■ **WHAT TO DO**
• A. Quote the stretch of the kernel patch review from "On Tue 21-04-26" through "the returned value.".
• B. Answer from the kernel patch review:
(i) Which existing function does the patch author name as the model for the change?
(ii) Whose name appears in the Reviewed-by line?
(iii) According to the summary line, how many files changed, with how many insertions and deletions?
• C. Continue the kernel patch review from the point where it stops.

■ **SELECTED EXCERPT**
[start]
On Tue 21-04-26 20:25:36, Mateusz Guzik wrote:
> Similarly to inode_state_read_once(), it makes the caller spell out
> they acknowledge instability of the returned value.
> 
> Signed-off-by: Mateusz Guzik <mjguzik@gmail.com>

Looks good. Feel free to add:

Reviewed-by: Jan Kara <jack@suse.cz>

								Honza

> ---
>  arch/powerpc/platforms/cell/spufs/file.c |  2 +-
>  fs/btrfs/inode.c                         |  2 +-
>  fs/ceph/mds_client.c                     |  2 +-
>  fs/ext4/ialloc.c                         |  4 ++--
>  fs/hpfs/inode.c                          |  2 +-
>  fs/inode.c                               | 12 ++++++------
>  fs/nfs/inode.c                           |  4 ++--
>  fs/smb/client/inode.c                    |  2 +-
>  fs/ubifs/super.c                         |  2 +-
>  fs/xfs/xfs_inode.c                       |  2 +-
>  fs/xfs/xfs_trace.h                       |  2 +-
>  include/linux/fs.h                       | 13 +++++++++++++
>  include/trace/events/filelock.h          |  2 +-
>  security/landlock/fs.c                   |  2 +-
>  14 files changed, 33 insertions(+), 20 deletions(-)
> 
> diff --git a/arch/powerpc/platforms/cell/spufs/file.c b/arch/powerpc/platforms/cell/spufs/file.c
> index 10fa9b844fcc..f6de8c1169d5 100644
> --- a/arch/powerpc/platforms/cell/spufs/file.c
> +++ b/arch/powerpc/platforms/cell/spufs/file.c
> @@ -1430,7 +1430,7 @@ static int spufs_mfc_open(struct inode *inode, struct file *file)
>  	if (ctx->owner != current->mm)
>  		return -EINVAL;
>  
> -	if (icount_read(inode) != 1)
[end]
■ **LISTED RECORDS**
[start]
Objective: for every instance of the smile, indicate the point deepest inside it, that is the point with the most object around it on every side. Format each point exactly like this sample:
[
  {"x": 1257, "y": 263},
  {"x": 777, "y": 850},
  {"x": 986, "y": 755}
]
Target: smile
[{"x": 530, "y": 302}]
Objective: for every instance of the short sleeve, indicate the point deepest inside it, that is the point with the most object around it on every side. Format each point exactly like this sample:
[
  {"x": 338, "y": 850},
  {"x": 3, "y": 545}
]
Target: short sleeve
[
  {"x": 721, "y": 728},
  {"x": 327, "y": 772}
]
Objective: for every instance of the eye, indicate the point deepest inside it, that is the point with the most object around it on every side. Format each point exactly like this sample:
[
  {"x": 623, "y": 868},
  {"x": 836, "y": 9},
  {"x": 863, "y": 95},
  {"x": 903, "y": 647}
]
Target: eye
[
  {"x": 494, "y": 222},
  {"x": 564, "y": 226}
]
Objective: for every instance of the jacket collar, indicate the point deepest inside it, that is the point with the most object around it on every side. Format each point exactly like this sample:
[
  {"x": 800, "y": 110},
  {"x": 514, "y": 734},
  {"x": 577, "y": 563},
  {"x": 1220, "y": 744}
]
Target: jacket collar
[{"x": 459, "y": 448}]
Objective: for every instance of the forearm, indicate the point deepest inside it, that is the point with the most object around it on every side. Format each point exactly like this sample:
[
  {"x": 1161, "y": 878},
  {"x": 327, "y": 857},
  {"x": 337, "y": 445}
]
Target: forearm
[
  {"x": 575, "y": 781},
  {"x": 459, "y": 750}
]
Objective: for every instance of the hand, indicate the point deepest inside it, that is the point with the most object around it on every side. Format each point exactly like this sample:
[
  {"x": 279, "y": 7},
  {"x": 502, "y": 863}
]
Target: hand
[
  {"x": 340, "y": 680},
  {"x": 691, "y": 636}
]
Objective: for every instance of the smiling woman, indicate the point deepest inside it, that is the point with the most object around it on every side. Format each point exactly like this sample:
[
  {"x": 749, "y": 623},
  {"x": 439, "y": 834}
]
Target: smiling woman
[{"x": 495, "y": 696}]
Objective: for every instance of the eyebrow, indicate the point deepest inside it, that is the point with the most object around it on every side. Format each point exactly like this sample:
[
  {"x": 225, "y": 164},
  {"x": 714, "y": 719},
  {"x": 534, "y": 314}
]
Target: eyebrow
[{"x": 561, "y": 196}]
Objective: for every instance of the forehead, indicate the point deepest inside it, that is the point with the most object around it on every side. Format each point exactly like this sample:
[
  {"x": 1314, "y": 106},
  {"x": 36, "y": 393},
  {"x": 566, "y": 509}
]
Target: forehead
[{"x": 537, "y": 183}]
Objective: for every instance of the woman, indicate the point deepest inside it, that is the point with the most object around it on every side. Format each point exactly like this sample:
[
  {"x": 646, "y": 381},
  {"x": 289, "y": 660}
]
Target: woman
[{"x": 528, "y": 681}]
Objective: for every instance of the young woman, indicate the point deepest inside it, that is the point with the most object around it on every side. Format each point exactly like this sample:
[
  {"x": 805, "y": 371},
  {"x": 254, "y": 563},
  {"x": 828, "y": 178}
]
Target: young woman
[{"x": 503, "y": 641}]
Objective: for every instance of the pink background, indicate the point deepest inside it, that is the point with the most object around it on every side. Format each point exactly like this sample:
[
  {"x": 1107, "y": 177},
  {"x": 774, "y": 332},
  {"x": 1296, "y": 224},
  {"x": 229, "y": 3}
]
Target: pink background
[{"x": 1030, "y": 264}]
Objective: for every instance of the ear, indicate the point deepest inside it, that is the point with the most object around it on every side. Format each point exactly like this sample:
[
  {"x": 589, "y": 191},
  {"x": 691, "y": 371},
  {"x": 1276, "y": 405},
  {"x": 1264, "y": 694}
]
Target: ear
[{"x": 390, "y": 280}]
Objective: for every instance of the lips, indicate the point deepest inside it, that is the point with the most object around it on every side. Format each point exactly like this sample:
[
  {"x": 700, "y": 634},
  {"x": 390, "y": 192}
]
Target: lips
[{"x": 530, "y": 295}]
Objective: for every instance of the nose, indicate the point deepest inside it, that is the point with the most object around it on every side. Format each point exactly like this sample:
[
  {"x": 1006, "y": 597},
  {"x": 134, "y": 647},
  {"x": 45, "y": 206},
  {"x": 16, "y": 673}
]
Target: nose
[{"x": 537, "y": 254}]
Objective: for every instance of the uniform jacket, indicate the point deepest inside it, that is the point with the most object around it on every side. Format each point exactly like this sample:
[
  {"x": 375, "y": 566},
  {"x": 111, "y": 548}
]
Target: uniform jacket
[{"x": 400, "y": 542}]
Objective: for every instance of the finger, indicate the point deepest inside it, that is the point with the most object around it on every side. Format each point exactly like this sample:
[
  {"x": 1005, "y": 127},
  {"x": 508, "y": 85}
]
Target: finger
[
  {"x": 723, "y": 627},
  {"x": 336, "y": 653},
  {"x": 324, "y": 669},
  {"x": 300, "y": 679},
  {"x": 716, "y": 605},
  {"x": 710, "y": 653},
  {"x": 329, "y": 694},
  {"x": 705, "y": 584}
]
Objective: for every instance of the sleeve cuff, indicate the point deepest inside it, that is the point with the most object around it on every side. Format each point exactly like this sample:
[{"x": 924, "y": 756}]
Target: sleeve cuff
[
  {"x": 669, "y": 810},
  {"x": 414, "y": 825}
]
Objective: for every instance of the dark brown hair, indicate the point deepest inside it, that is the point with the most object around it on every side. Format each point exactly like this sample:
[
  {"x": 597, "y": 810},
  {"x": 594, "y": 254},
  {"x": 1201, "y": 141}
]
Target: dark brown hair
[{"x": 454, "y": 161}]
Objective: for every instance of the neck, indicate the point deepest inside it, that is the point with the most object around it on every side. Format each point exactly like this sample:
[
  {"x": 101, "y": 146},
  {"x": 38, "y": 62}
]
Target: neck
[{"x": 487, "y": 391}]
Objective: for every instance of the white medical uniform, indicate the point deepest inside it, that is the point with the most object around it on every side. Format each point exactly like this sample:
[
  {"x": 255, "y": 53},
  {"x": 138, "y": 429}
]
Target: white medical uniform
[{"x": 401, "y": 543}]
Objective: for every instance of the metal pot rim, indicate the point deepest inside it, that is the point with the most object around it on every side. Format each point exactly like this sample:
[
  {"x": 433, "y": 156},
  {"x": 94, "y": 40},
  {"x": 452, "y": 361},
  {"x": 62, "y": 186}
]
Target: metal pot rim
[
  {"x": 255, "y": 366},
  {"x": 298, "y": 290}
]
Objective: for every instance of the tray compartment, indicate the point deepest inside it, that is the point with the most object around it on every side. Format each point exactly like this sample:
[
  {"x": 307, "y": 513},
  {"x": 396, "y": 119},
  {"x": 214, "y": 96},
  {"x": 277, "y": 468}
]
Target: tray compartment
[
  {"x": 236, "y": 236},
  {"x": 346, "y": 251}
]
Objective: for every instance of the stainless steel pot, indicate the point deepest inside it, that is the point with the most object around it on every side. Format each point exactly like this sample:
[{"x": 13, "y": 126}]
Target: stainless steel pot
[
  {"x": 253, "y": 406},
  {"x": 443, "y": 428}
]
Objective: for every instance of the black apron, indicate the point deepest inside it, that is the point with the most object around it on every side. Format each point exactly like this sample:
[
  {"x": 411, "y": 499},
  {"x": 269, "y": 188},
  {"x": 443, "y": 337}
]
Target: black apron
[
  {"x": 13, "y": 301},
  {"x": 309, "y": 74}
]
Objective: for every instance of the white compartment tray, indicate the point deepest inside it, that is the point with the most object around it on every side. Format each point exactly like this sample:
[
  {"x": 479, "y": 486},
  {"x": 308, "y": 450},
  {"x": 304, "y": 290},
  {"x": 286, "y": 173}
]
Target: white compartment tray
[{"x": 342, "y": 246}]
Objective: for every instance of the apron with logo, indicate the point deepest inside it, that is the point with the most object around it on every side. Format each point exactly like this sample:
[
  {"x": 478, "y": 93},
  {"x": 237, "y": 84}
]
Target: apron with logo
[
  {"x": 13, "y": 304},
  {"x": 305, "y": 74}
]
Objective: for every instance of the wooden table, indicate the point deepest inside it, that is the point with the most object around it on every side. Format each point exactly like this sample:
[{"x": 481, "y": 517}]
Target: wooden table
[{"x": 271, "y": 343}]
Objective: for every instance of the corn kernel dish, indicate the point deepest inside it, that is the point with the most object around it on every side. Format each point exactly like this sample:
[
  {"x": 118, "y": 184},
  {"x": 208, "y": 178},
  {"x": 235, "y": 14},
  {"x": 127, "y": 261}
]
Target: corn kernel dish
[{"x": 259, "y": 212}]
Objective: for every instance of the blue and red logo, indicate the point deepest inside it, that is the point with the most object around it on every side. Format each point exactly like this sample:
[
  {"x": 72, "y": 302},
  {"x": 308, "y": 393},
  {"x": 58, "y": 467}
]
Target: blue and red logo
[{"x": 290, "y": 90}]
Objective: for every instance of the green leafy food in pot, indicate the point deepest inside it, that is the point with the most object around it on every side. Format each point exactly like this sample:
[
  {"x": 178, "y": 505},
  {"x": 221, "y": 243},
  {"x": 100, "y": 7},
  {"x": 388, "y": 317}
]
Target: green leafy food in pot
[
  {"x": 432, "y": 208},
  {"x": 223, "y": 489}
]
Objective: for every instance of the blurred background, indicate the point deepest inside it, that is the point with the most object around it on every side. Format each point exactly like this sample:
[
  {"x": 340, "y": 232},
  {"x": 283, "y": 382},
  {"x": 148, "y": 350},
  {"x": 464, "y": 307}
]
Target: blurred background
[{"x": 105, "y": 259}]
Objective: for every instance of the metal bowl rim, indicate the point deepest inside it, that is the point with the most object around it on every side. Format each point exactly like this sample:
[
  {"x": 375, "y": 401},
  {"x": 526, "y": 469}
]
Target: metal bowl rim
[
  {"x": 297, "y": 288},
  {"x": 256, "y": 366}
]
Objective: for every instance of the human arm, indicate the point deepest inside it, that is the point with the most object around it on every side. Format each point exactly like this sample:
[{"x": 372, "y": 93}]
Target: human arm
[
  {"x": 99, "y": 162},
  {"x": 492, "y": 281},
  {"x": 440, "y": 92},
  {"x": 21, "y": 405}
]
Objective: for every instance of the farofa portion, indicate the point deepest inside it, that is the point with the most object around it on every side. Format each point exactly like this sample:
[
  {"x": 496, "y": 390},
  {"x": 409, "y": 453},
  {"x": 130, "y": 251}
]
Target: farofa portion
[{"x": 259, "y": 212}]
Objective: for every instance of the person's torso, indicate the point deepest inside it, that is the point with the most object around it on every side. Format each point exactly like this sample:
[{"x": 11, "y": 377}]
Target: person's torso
[end]
■ **TASK-BY-TASK RESULTS**
• A.
On Tue 21-04-26 20:25:36, Mateusz Guzik wrote:
> Similarly to inode_state_read_once(), it makes the caller spell out
> they acknowledge instability of the returned value.

• B.
(i) inode_state_read_once()
(ii) Jan Kara <jack@suse.cz>
(iii) 14 files changed, with 33 insertions and 20 deletions

• C.
> +	if (icount_read_once(inode) != 1)
>  		return -EBUSY;
>  
>  	mutex_lock(&ctx->mapping_lock);
> diff --git a/fs/btrfs/inode.c b/fs/btrfs/inode.c
> index 40474014c03f..7dc1b8168278 100644
> --- a/fs/btrfs/inode.c
> +++ b/fs/btrfs/inode.c
> @@ -4745,7 +4745,7 @@ static void btrfs_prune_dentries(struct btrfs_root *root)
>  
>  	inode = btrfs_find_first_inode(root, min_ino);
>  	while (inode) {
> -		if (icount_read(&inode->vfs_inode) > 1)
> +		if (icount_read_once(&inode->vfs_inode) > 1)
>  			d_prune_aliases(&inode->vfs_inode);
>  
>  		min_ino = btrfs_ino(inode) + 1;
> diff --git a/fs/ceph/mds_client.c b/fs/ceph/mds_client.c
> index b1746273f186..2cb3c919d40d 100644
> --- a/fs/ceph/mds_client.c
> +++ b/fs/ceph/mds_client.c
> @@ -2223,7 +2223,7 @@ static int trim_caps_cb(struct inode *inode, int mds, void *arg)
>  			int count;
>  			dput(dentry);
>  			d_prune_aliases(inode);
> -			count = icount_read(inode);
> +			count = icount_read_once(inode);
>  			if (count == 1)
>  				(*remaining)--;
>  			doutc(cl, "%p %llx.%llx cap %p pruned, count now %d\n",
> diff --git a/fs/ext4/ialloc.c b/fs/ext4/ialloc.c
> index 3fd8f0099852..8c80d5087516 100644
> --- a/fs/ext4/ialloc.c
> +++ b/fs/ext4/ialloc.c
> @@ -252,10 +252,10 @@ void ext4_free_inode(handle_t *handle, struct inode *inode)
>  		       "nonexistent device\n", __func__, __LINE__);
>  		return;
>  	}
> -	if (icount_read(inode) > 1) {
> +	if (icount_read_once(inode) > 1) {
>  		ext4_msg(sb, KERN_ERR, "%s:%d: inode #%llu: count=%d",
>  			 __func__, __LINE__, inode->i_ino,
> -			 icount_read(inode));
> +			 icount_read_once(inode));
>  		return;
>  	}
>  	if (inode->i_nlink) {
> diff --git a/fs/hpfs/inode.c b/fs/hpfs/inode.c
> index 0e932cc8be1b..1b4fcf760aad 100644
> --- a/fs/hpfs/inode.c
> +++ b/fs/hpfs/inode.c
> @@ -184,7 +184,7 @@ void hpfs_write_inode(struct inode *i)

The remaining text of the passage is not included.